··· Lesetext

Hier erfolgt der Bezug auf das vom Berufungsgericht herangezogenen BGH-Urteil in Sachen MAN-​Vertragswerkstatt.7 Der BGH hat im damaligen Urteil verneint, dass der Sta­tus einer Vertragswerkstatt einen eigenständigen Markt aus­mache. Seiner Meinung nach sei dieser nur eine von mehreren un­tereinander austauschbaren Ressourcen (wie das Angebot von Er­satzteilen, Di­ag­nosegeräten und Spezialwerkzeugen) und stellt da­mit einen Teil des umfassenderen Marktes dar, auf dem solche Res­sourcen ange­boten werden. Laut dem damaligen Verständnis des BGH könne der Status einer Vertragswerkstatt zwar erforderlich sein, um Ga­rantie- und Ku­lanzleistungen sowie Leistungen im Rah­men von Rückrufaktionen auszuführen. Gestützt auf die tatrichterli­chen Fest­stellungen des Be­rufungsgerichts hat der BGH in seinem damaligen Urteil jedoch keine hinreichenden Anhaltspunkte dafür er­kannt, dass jener Teilbereich ei­nen eigenständigen Markt bildet, welcher vom Markt für die Ressour­cen zur Erbringung sonstiger Werkstattleistungen abzugrenzen ist. Für den Betreiber einer Repa­raturwerkstatt gäbe es - auch wenn er seine Leistungen nur für eine bestimmte Marke erbringen will - eine Reihe möglicher Dienstleis­tungen, die er auch außerhalb des Garantie- oder Kulanz­verhältnis­ses erbringen könne. Laut Auffassung des BGH in Sa­chen MAN war weder tatrichterlich festgestellt noch ersichtlich, dass das Angebot von Instandsetzungs- und Wartungsleistungen für Nutz­fahrzeuge ohne den Status einer Vertragswerkstatt unmög­lich oder wirtschaft­lich sinnlos wäre. Vielmehr hatte das Berufungsge­richt eine solche Annahme durch die Feststellung wi­derlegt, dass der überwiegende Teil der entsprechenden Leistun­gen zum damaligen Zeitpunkt von freien Werkstätten ausgeführt wurde.8

Der BGH macht seine Überlegungen zu Marktabgrenzung auf dem vorgelagerten Ressourcenmarkt also am Verhalten der Abnehmer auf dem nachgelagerten Endkundenmarkt fest. Bei Nutzfahrzeu­gen, die der Eigentümer gewerbsmäßig nutzt und häufig in größe­ren Flotten betreibt, kann das anders sein als bei privaten Pkw-Nutzern. Je nach­dem ist der vorgelagerte Markt doch markenspezi­fisch ab­zugrenzen. In Folge einer markenspezifischen Abgrenzung kann der Hersteller auf diesem Markt marktbeherrschend sein.9

Der BGH hat bemängelt, dass das Berufungsgericht auf den vorlie­gen­den Pkw-Fall die Bewertung für Nutzfahrzeuge angewendet hat ohne hinreichende Feststellungen getroffen zu haben, ob Nutzfahrzeug- und Pkw-Markt diesbezüg­lich vergleichbar sind.10

Damit diese fehlenden tatrichterlichen Erhebungen nachgeholt wer­den können verweist der BGH den Fall an das Berufungsgericht zu­rück.

······
··· Datenauszug

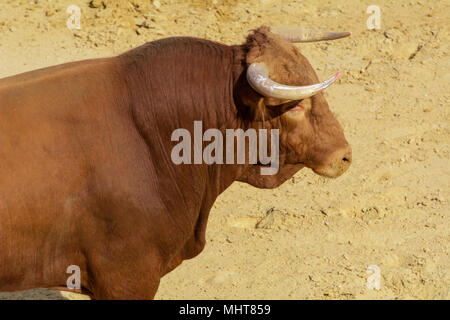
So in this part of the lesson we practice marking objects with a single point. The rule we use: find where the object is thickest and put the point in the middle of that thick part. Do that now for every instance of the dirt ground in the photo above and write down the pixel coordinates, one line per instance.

······

(Aufgaben):
**A.** Welche Ressourcen nennt der Lesetext in Klammern als Beispiele für untereinander austauschbare Ressourcen? Führen Sie alle auf.
**B.** Geben Sie die Stelle aus dem Lesetext wortgetreu wieder, beginnend bei „Der BGH hat bemängelt, dass“ und endend bei „das Berufungsgericht zu­rück.“.

(Lösungen):
**A.** Ersatzteile, Diagnosegeräte und Spezialwerkzeuge werden dort als Beispiele genannt.

**B.**
Der BGH hat bemängelt, dass das Berufungsgericht auf den vorlie­gen­den Pkw-Fall die Bewertung für Nutzfahrzeuge angewendet hat ohne hinreichende Feststellungen getroffen zu haben, ob Nutzfahrzeug- und Pkw-Markt diesbezüg­lich vergleichbar sind.10

Damit diese fehlenden tatrichterlichen Erhebungen nachgeholt wer­den können verweist der BGH den Fall an das Berufungsgericht zu­rück.